◆ **PROBLEM REQUIREMENTS**: Would you restate each line of the data below word for word, without its pictures?

◆ **PROVIDED ENTRIES**:
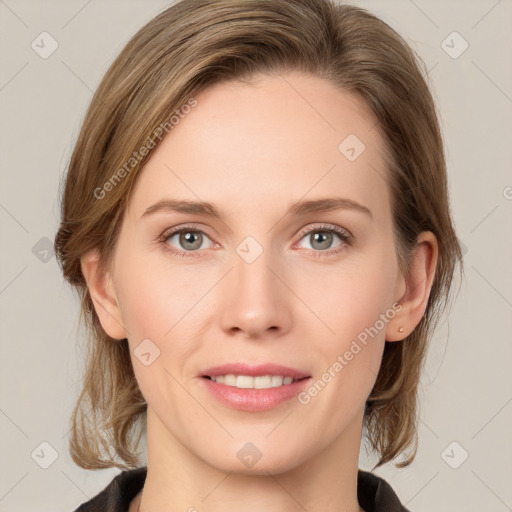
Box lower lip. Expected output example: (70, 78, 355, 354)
(200, 376, 312, 412)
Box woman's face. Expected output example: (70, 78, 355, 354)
(98, 71, 409, 473)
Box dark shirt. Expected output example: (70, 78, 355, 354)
(74, 466, 410, 511)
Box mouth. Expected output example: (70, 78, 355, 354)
(199, 363, 311, 411)
(202, 374, 309, 389)
(201, 362, 310, 387)
(200, 373, 312, 412)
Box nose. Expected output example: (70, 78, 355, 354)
(218, 243, 292, 339)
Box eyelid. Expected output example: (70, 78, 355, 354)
(293, 222, 353, 245)
(159, 222, 353, 257)
(159, 223, 217, 248)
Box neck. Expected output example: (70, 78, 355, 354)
(136, 407, 365, 512)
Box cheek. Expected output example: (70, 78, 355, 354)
(300, 251, 397, 396)
(115, 250, 204, 340)
(296, 268, 393, 429)
(298, 253, 397, 341)
(113, 253, 214, 393)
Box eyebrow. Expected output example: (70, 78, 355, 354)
(142, 197, 372, 220)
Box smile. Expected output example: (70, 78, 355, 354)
(205, 374, 303, 389)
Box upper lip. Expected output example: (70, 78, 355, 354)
(201, 363, 310, 380)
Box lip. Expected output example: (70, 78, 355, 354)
(200, 377, 312, 412)
(199, 363, 311, 412)
(200, 363, 310, 380)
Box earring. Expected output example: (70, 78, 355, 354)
(398, 327, 405, 333)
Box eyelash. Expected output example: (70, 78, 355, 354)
(158, 223, 354, 259)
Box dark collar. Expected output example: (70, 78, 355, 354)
(74, 466, 410, 512)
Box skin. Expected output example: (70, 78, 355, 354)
(81, 71, 438, 512)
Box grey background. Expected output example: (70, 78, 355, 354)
(1, 1, 511, 511)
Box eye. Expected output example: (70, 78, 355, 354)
(158, 223, 353, 259)
(295, 224, 353, 255)
(159, 225, 215, 258)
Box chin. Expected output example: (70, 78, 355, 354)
(202, 443, 307, 476)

◆ **EXERCISE SOLUTION**:
Box lower lip. Expected output example: (70, 78, 355, 354)
(200, 376, 312, 412)
Box woman's face. Expected output example: (70, 78, 355, 354)
(98, 71, 409, 473)
Box dark shirt. Expected output example: (70, 78, 355, 354)
(74, 466, 410, 511)
Box mouth. Expected output example: (70, 78, 355, 354)
(199, 363, 311, 411)
(202, 374, 309, 389)
(201, 362, 310, 387)
(200, 373, 312, 412)
Box nose. Expected output example: (70, 78, 355, 354)
(218, 243, 292, 339)
Box eyelid. Expected output example: (70, 78, 355, 354)
(293, 222, 353, 245)
(159, 222, 353, 257)
(159, 223, 217, 248)
Box neck. Expected output example: (70, 78, 355, 354)
(136, 407, 365, 512)
Box cheek. Expected output example: (70, 78, 355, 354)
(300, 251, 397, 396)
(115, 250, 204, 340)
(296, 268, 393, 429)
(298, 253, 397, 341)
(113, 253, 214, 393)
Box eyebrow. Expected output example: (70, 78, 355, 354)
(142, 197, 372, 220)
Box smile. Expected output example: (70, 78, 355, 354)
(205, 374, 303, 389)
Box upper lip. Expected output example: (70, 78, 355, 354)
(201, 363, 310, 380)
Box lip. Expected output example: (70, 78, 355, 354)
(200, 377, 312, 412)
(199, 363, 311, 412)
(200, 363, 310, 380)
Box earring. Expected output example: (70, 78, 355, 354)
(398, 327, 405, 333)
Box eyelash. Expected output example: (70, 78, 355, 354)
(158, 223, 354, 259)
Box dark collar. Expected output example: (70, 78, 355, 354)
(74, 466, 410, 512)
Box skin. Expected output example: (70, 78, 355, 354)
(81, 71, 438, 512)
Box grey background. Expected output example: (70, 78, 355, 354)
(1, 1, 511, 511)
Box eye. Expected output example: (70, 78, 355, 354)
(158, 223, 353, 259)
(295, 224, 353, 255)
(159, 225, 215, 258)
Box chin. Expected output example: (70, 78, 355, 354)
(202, 443, 307, 476)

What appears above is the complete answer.